## start SOURCE MATERIAL

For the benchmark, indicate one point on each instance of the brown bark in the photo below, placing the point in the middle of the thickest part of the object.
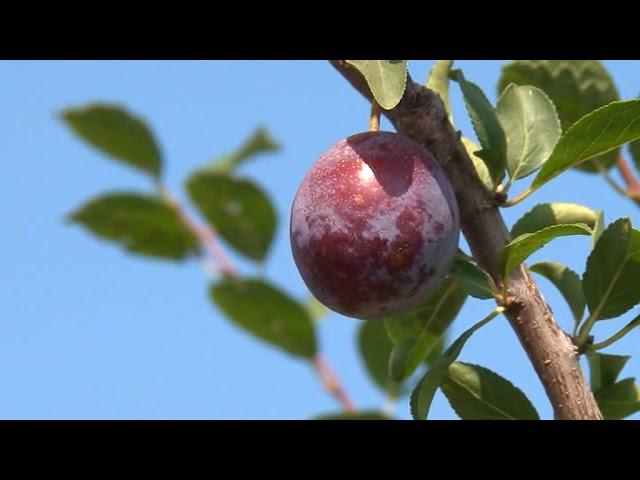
(421, 116)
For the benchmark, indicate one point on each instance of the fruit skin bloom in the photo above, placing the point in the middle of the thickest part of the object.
(374, 226)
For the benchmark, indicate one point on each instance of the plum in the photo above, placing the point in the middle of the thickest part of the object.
(374, 226)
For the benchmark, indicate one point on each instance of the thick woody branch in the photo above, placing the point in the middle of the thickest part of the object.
(421, 116)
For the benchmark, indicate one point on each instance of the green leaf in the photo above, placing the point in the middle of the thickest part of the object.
(531, 126)
(141, 224)
(596, 133)
(604, 369)
(422, 395)
(438, 81)
(267, 313)
(359, 415)
(375, 349)
(387, 79)
(239, 210)
(612, 277)
(576, 87)
(634, 150)
(316, 309)
(117, 133)
(619, 400)
(486, 125)
(477, 393)
(417, 333)
(523, 246)
(259, 142)
(567, 282)
(473, 280)
(548, 214)
(481, 168)
(598, 228)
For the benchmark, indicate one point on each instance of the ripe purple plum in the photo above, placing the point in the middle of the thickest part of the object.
(374, 226)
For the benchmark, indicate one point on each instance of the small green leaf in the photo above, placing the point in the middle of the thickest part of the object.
(547, 214)
(316, 309)
(239, 210)
(420, 331)
(259, 142)
(477, 393)
(576, 87)
(619, 400)
(567, 282)
(359, 415)
(604, 369)
(438, 81)
(634, 150)
(473, 280)
(140, 223)
(523, 246)
(267, 313)
(375, 349)
(387, 79)
(422, 395)
(531, 126)
(117, 133)
(481, 168)
(612, 277)
(486, 125)
(598, 228)
(594, 134)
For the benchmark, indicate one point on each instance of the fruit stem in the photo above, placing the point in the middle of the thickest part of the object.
(331, 383)
(374, 117)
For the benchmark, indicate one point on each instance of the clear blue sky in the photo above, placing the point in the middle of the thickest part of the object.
(87, 331)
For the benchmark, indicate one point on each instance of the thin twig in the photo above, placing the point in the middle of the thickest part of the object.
(632, 184)
(203, 233)
(331, 383)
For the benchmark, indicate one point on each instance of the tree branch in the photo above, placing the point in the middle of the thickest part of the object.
(421, 116)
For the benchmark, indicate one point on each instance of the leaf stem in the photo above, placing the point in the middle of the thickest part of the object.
(605, 175)
(616, 336)
(331, 383)
(517, 199)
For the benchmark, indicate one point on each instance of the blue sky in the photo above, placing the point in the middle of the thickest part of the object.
(88, 331)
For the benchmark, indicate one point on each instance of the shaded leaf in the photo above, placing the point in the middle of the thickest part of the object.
(472, 279)
(547, 214)
(259, 142)
(239, 210)
(387, 79)
(531, 127)
(612, 278)
(417, 333)
(604, 369)
(316, 309)
(141, 224)
(619, 400)
(360, 415)
(118, 133)
(478, 164)
(596, 133)
(567, 282)
(523, 246)
(438, 81)
(486, 125)
(477, 393)
(422, 395)
(576, 87)
(375, 350)
(267, 313)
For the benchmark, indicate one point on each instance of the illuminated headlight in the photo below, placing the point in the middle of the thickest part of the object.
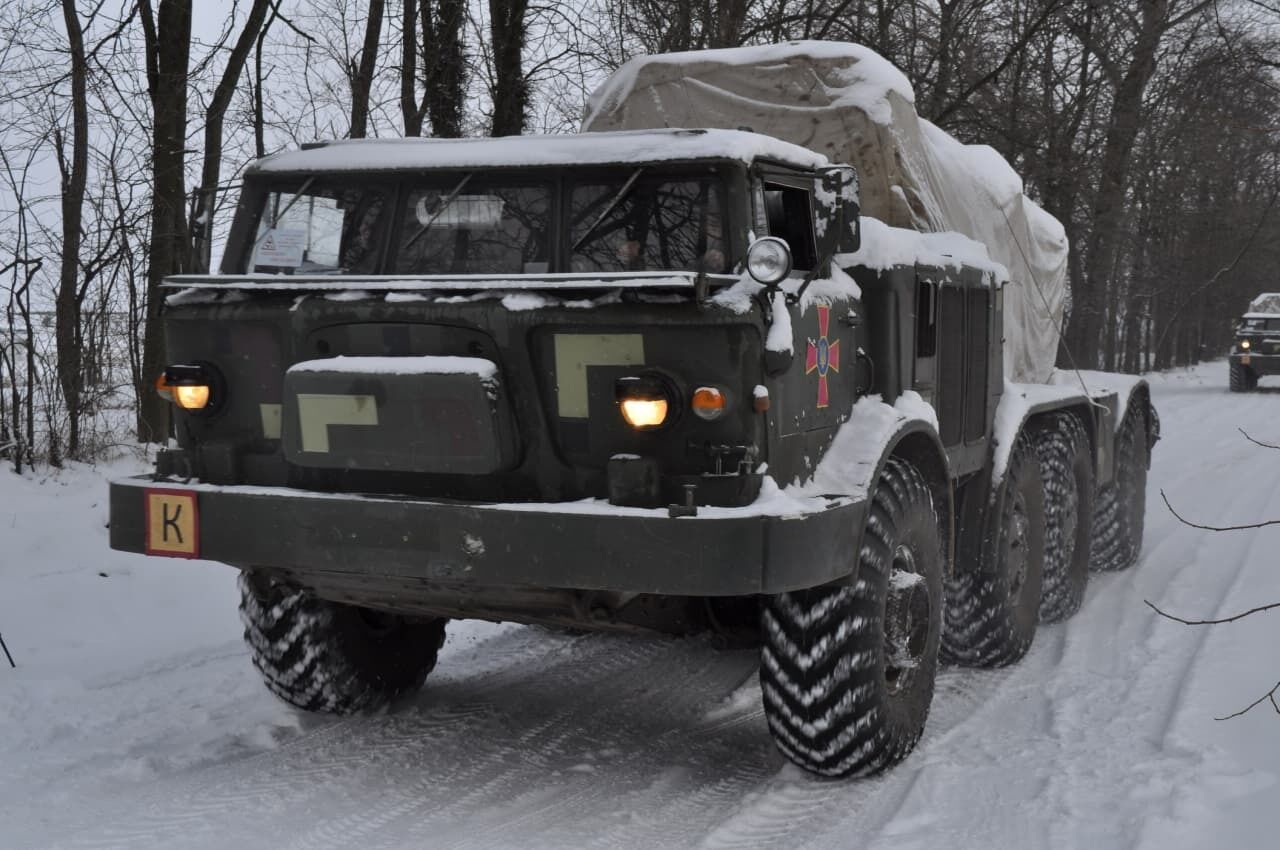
(645, 401)
(768, 260)
(187, 387)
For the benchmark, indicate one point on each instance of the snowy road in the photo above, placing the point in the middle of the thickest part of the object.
(135, 718)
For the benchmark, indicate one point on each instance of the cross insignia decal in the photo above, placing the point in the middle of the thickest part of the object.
(823, 356)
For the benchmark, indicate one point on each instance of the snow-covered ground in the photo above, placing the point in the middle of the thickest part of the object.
(135, 718)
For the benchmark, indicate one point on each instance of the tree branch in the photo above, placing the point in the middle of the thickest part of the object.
(1215, 528)
(1211, 622)
(1269, 695)
(1256, 442)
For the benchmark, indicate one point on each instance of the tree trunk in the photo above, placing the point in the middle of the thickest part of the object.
(362, 80)
(168, 46)
(206, 196)
(510, 87)
(72, 205)
(1087, 315)
(410, 112)
(444, 65)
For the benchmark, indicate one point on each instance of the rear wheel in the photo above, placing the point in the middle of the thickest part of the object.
(848, 670)
(323, 656)
(1120, 516)
(993, 602)
(1066, 475)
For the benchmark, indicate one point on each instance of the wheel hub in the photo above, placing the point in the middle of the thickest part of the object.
(906, 621)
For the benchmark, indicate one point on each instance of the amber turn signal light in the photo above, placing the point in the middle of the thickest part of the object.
(708, 403)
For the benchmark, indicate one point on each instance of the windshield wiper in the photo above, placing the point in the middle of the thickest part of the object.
(613, 205)
(288, 206)
(439, 210)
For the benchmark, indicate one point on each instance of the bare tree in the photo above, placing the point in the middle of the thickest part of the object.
(210, 173)
(362, 76)
(168, 51)
(507, 27)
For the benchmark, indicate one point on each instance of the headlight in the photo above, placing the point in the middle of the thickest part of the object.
(187, 387)
(647, 401)
(768, 260)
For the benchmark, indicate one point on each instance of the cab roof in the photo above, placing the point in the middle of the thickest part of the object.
(584, 149)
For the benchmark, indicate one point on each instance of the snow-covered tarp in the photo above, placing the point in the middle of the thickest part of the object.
(1267, 304)
(851, 105)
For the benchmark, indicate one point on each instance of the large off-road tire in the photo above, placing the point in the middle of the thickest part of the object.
(1242, 379)
(1066, 474)
(1120, 515)
(993, 599)
(848, 670)
(327, 657)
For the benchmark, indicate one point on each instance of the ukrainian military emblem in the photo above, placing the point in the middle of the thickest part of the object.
(823, 356)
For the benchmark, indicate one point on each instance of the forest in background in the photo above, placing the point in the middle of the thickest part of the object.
(1147, 127)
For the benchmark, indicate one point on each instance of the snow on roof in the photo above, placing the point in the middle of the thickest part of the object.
(594, 149)
(1266, 302)
(885, 247)
(868, 77)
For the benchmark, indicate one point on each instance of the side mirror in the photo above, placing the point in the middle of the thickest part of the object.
(836, 204)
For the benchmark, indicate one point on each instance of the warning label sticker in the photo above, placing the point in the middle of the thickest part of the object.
(282, 247)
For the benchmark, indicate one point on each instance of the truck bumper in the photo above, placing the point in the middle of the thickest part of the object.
(570, 545)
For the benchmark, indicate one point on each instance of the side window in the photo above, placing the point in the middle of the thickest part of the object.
(789, 213)
(951, 305)
(926, 319)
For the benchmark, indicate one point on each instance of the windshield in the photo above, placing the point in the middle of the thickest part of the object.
(319, 227)
(472, 227)
(493, 223)
(634, 223)
(1260, 324)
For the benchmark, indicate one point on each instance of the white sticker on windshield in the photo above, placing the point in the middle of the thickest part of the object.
(280, 247)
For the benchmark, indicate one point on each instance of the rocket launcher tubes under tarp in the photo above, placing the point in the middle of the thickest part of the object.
(851, 105)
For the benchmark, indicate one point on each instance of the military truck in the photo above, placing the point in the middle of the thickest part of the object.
(649, 379)
(1256, 351)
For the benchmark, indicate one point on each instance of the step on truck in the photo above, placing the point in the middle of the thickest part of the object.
(782, 374)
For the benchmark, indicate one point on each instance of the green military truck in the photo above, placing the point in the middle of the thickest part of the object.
(1256, 351)
(648, 379)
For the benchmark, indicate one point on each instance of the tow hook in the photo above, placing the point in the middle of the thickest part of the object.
(689, 507)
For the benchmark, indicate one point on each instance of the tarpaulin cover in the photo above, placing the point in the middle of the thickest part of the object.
(850, 104)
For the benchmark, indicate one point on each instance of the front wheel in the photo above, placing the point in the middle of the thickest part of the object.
(848, 670)
(327, 657)
(1242, 379)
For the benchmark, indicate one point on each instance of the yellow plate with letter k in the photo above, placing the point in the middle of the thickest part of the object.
(173, 524)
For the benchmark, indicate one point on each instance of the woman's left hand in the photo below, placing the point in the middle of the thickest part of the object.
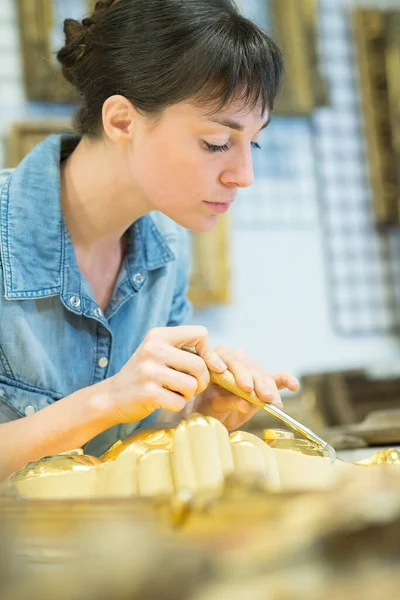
(231, 410)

## end SOURCE MATERIAL

→ JOB
Reproduce all of the records above, replacing "thickest part" with "widest part" everywhere it appears and leaving everything else unchanged. Omit the pictures from your answer.

→ RESULT
For the benchmark, indicate one point on each instance of the brown bark in the photo below, placing the point in the middle of the widest part of the object.
(421, 116)
For the benchmark, indicate one point on each instance of the fruit skin bloom in the photo above, placing the point in the middle of the widest part of the object.
(374, 226)
For the benchmark, indicate one point on each instance of the plum in the photo above, placing the point in the middle of the widest part of the object.
(374, 226)
For the benchmark, indicate one point on each instance of the thick woody branch in the photo above, placing the point in the middle of the widest part of the object.
(421, 116)
For the benchmark, indicate one point on each instance of the green leaf in the photo above, placing the point in the middle of the widest part of the object.
(531, 126)
(141, 224)
(596, 133)
(604, 369)
(422, 395)
(438, 81)
(267, 313)
(359, 415)
(375, 349)
(387, 79)
(239, 210)
(612, 277)
(576, 87)
(634, 150)
(316, 309)
(117, 133)
(619, 400)
(486, 125)
(477, 393)
(417, 333)
(523, 246)
(259, 142)
(567, 282)
(473, 280)
(548, 214)
(481, 168)
(598, 228)
For the benchmark, indicate one point on each instance of the ripe purple plum in the photo above, placing the point in the middle of the widest part of the object.
(374, 226)
For the benchmark, indicate one point on each instance of the small green leaf in the photo above, placing the point in the middle of the widest part of the object.
(547, 214)
(316, 309)
(239, 210)
(420, 331)
(259, 142)
(477, 393)
(576, 87)
(619, 400)
(567, 282)
(359, 415)
(604, 369)
(438, 81)
(634, 150)
(473, 280)
(140, 223)
(523, 246)
(267, 313)
(375, 349)
(387, 79)
(422, 395)
(531, 126)
(117, 133)
(481, 168)
(612, 277)
(486, 125)
(598, 228)
(594, 134)
For the benchmark, indicate one point on each instance of the fruit stem in the photo above, placing the point in the middle of the widest part of the object.
(331, 383)
(374, 117)
For the benchmark, indicate one point on each instance of the clear blue sky in the photo above, placing the point in the middle of the widest part of the object.
(87, 331)
For the benchmark, indicate one point on each instance of the thin twig in the photo above, placing the point in the middle of the widest part of the object.
(632, 184)
(203, 233)
(331, 383)
For the benchmark, indicate one point on each instance of the tree branch in the photo above, placing the point in the middle of the widest part of the object.
(421, 116)
For the benchmark, indicate one point on each instance of the leaf stem in the photo above, placing the point in the middle of the widest part of the object.
(605, 175)
(616, 336)
(331, 383)
(517, 199)
For the benchmark, indicate one point on each instance of the blue sky in the photo above, placing the point in the middle of the widest part of the object.
(88, 331)
For the benchmark, indicate one point on each instance of the shaded leaf in the photo above, placing the point in the middle of the widest part of the object.
(472, 279)
(547, 214)
(259, 142)
(239, 210)
(387, 79)
(531, 127)
(612, 278)
(417, 333)
(604, 369)
(316, 309)
(141, 224)
(619, 400)
(360, 415)
(118, 133)
(478, 164)
(596, 133)
(567, 282)
(523, 246)
(438, 81)
(486, 125)
(477, 393)
(422, 395)
(576, 87)
(375, 350)
(267, 313)
For the benchmark, indicate one point on each instance of the illuminated headlight in the photo below, placing the point in the middle of the widest part of the object.
(645, 401)
(768, 260)
(187, 387)
For the benchmark, indicate one point on each instance of the snowy road in the photo above, placing the point in the middle of the widest part of the object.
(135, 718)
For the benchmark, indicate one point on each instance of the cross insignia decal in the photo above, placing the point in the middle of the widest part of the object.
(823, 356)
For the benchmark, indicate one point on each instance of the snow-covered ground in the photo above, placing the point in the middle of the widest part of the object.
(135, 718)
For the benchmark, indicate one point on each instance of the tree branch in the photo above, placing the point in the middle of the widest part of the object.
(1215, 528)
(1211, 622)
(1269, 695)
(1256, 442)
For the benchmark, indicate one point on each instance of the tree trunk in the photo above, placing the point in the middle of the widest part of the object.
(362, 80)
(168, 46)
(206, 196)
(510, 87)
(72, 205)
(1087, 315)
(410, 112)
(444, 65)
For the benchmark, indicate one point on each instance of the rear wheel in the photo above, placing the point in the middle of the widest part of the object.
(848, 670)
(323, 656)
(1120, 516)
(993, 602)
(1066, 475)
For the benchmark, indicate one point on each instance of the wheel hub in the photo above, placing the point in the middle of the widest part of the object.
(906, 621)
For the benchmark, indicate one point on each instance of the amber turn signal light in the photo above, placing the point in the middle of the widest part of the object.
(708, 403)
For the benchmark, indicate one point on each instance of the windshield wiper in the photo above, placing the point in the middle of the widest part of the object.
(613, 205)
(288, 206)
(439, 210)
For the benchmark, indicate one point on each instance of the bare tree in the photo above, placing the point in the middle of the widest part of the object.
(210, 173)
(362, 76)
(168, 51)
(507, 27)
For the benchmark, indicate one point on each instance of the headlight in the photo above, placing the point in the middle of the widest part of the object.
(187, 387)
(647, 401)
(768, 260)
For the benchmark, indicate one point on each instance of the cab roof in the photo above, placing the point in the middle of the widest part of the object.
(584, 149)
For the benchmark, indicate one point on each instance of the snow-covered tarp in the photo above, placing the point in the middle of the widest part of the object.
(1267, 304)
(851, 105)
For the benchmark, indicate one point on each instance of the large off-road tire in the photo above, placing the point in the middle of the widest part of the object.
(1242, 379)
(1066, 474)
(1120, 515)
(993, 599)
(848, 670)
(327, 657)
For the benchmark, indicate one point on each instance of the ukrainian military emblem in the photo above, placing the point in the middle of the widest part of the object.
(823, 356)
For the benchmark, indicate one point on each instance of the forest in background in the photo above, placing the point in the middle of the widest part of the object.
(1147, 127)
For the benchmark, indicate one point on each instance of the snow on roof in the photo above, placing the point in the middle of the widest part of the object.
(594, 149)
(1266, 302)
(885, 247)
(868, 77)
For the benchmark, indicate one point on each instance of the side mirror in the photo above, placing the point in the middle of the widest part of the object.
(836, 204)
For the benchmark, indicate one point on each instance of the warning label sticker in the photo above, placing the point in the middle of the widest part of the object.
(282, 247)
For the benchmark, indicate one point on each instance of the truck bumper in the photo above, placing the point in the middle of the widest part of the object.
(570, 545)
For the benchmark, indicate one point on each instance of the side window in the photo above, placing the point in the middle of the widest part of the object.
(789, 213)
(951, 305)
(926, 319)
For the benchmark, indicate one point on each instance of the windshield in the photo above, placing the point in the middle of the widest part of the object.
(319, 227)
(472, 227)
(493, 223)
(634, 223)
(1260, 324)
For the benchmark, indicate one point on each instance of the white sticker on windshield in the photo above, placing the point in the middle of the widest part of the object.
(280, 247)
For the benchmark, indicate one point on each instance of the rocket launcher tubes under tarp in the photo above, placing the point in the middle of the widest part of the object.
(851, 105)
For the benchmark, indicate one point on each instance of the military truck in the photo above, placing the point in the middle of the widest part of the object.
(649, 379)
(1256, 351)
For the benchmark, indicate one point on each instance of the step on truck in the photo above, placing the point in the middle of the widest part of the object.
(782, 374)
For the benchmark, indicate one point on each instance of the green military truck in the photo above, placing the point in the middle of the widest part of the object.
(1256, 351)
(648, 379)
For the benchmark, indicate one point on each instance of the tow hook in the photo above, placing the point in the middle of the widest part of the object.
(689, 507)
For the benchmark, indicate one point on each instance of the tarpaulin cover in the photo above, placing the point in the middle of the widest part of the object.
(850, 104)
For the benchmark, indicate one point on each instance of the front wheel in the photo above, placing the point in the middle of the widest part of the object.
(848, 670)
(327, 657)
(1242, 379)
For the benchmark, indicate one point on each instance of the yellow plate with letter k in the photo above, placing the point in the middle of the widest part of the object.
(173, 524)
For the benchmark, indicate one point on each instance of the woman's left hand in the photo below, placing the point in the middle of the widest part of the object.
(231, 410)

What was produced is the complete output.